Object pointing dataset entries
—————
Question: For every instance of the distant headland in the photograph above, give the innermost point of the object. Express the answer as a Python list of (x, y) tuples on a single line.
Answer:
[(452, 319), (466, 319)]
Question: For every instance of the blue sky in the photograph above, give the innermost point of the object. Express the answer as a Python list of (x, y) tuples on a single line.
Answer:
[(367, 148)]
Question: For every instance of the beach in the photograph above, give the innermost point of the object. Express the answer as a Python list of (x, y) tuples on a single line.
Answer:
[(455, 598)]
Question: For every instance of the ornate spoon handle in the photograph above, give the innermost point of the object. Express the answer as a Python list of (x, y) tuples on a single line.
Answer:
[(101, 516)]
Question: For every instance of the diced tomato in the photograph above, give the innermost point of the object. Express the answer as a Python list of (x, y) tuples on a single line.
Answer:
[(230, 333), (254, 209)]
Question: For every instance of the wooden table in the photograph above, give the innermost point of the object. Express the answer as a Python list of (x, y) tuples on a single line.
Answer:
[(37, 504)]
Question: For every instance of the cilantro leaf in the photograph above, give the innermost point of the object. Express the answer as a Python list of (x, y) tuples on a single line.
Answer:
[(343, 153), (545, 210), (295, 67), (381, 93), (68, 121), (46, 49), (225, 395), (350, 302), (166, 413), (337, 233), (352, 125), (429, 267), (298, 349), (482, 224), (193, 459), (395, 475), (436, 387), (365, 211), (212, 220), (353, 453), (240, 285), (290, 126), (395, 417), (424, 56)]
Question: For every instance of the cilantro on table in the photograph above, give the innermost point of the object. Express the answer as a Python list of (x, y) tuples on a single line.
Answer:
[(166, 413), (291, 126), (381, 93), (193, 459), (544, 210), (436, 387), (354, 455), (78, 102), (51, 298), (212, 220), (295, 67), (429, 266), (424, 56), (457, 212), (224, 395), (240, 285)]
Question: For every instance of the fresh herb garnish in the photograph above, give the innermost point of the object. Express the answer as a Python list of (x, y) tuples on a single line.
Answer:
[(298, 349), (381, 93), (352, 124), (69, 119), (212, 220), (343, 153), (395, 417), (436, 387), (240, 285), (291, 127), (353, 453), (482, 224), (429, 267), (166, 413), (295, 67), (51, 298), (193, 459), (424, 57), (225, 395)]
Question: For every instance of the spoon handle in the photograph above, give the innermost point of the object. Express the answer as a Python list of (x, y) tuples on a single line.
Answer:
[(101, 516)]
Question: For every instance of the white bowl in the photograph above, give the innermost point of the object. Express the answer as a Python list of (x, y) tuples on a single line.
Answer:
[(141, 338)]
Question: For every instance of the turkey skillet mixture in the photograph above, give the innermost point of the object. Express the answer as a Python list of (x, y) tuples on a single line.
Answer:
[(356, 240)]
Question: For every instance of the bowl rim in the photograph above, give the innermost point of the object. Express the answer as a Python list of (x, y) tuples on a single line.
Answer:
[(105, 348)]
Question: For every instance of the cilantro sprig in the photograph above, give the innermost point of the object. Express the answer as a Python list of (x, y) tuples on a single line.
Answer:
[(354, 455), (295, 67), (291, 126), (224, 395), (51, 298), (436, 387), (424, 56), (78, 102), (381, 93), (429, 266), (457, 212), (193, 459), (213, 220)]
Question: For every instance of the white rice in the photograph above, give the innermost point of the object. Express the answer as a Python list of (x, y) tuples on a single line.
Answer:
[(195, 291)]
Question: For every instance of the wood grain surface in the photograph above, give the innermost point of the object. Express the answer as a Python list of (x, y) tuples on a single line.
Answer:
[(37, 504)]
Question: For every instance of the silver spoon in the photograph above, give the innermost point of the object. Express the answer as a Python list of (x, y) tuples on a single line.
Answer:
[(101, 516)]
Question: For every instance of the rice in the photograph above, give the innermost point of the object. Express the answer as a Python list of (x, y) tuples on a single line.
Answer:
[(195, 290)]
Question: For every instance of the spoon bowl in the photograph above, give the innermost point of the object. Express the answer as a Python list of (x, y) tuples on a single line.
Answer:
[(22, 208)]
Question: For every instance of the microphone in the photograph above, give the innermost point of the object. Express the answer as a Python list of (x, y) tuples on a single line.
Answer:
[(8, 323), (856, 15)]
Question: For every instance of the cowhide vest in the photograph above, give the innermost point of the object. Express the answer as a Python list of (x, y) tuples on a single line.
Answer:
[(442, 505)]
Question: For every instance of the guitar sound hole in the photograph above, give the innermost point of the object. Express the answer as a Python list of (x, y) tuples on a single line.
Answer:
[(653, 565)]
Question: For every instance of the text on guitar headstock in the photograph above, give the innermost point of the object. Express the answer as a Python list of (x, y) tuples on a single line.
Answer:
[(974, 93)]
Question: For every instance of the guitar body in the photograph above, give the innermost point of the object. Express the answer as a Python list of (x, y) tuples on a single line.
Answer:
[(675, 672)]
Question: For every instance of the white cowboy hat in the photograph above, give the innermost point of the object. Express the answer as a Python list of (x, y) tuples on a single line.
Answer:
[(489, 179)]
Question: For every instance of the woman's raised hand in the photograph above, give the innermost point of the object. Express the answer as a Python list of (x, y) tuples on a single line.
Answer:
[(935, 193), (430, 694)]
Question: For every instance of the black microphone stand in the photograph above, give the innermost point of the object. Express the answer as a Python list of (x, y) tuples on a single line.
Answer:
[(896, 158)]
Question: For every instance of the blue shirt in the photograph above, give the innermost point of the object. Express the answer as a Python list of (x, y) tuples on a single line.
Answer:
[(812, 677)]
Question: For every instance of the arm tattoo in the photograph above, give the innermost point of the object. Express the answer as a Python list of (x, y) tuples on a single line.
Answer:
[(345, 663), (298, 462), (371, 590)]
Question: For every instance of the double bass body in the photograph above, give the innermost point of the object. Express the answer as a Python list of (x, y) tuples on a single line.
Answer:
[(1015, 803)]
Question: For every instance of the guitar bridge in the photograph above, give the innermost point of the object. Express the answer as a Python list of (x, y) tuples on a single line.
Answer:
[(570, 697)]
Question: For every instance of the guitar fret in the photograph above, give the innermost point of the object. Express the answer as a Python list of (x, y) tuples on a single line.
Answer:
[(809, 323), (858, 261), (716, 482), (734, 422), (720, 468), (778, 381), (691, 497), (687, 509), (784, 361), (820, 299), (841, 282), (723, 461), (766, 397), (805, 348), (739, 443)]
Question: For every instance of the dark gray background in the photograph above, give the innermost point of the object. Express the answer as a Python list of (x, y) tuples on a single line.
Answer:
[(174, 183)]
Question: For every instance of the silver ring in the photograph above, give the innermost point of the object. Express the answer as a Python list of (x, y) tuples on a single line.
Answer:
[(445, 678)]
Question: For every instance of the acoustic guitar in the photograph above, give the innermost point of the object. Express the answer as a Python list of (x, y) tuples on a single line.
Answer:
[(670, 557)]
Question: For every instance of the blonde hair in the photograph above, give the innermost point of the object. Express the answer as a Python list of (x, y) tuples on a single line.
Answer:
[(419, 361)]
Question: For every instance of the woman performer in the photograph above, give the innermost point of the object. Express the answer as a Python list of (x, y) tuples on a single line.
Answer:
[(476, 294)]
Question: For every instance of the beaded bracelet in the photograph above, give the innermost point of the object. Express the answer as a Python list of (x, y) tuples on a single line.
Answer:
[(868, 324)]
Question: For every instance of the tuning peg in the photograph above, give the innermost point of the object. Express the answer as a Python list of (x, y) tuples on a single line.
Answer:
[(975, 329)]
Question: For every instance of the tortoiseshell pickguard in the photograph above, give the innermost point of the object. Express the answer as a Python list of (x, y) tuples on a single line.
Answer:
—————
WHAT IS BEING ASKED ▸ Rewrite everything from the start of the entries down to the line containing "[(452, 319), (466, 319)]", keeping all wording as it is. Multiply each coordinate in the answers by 2.1 and round to whole numbers, with halves going up.

ANSWER TO THIS TASK ▸
Question: For every instance of the distant headland in the photograph above, give the innermost point of the object. Express the answer as a Python list of (x, y) tuples on a single line.
Answer:
[(949, 670), (979, 670)]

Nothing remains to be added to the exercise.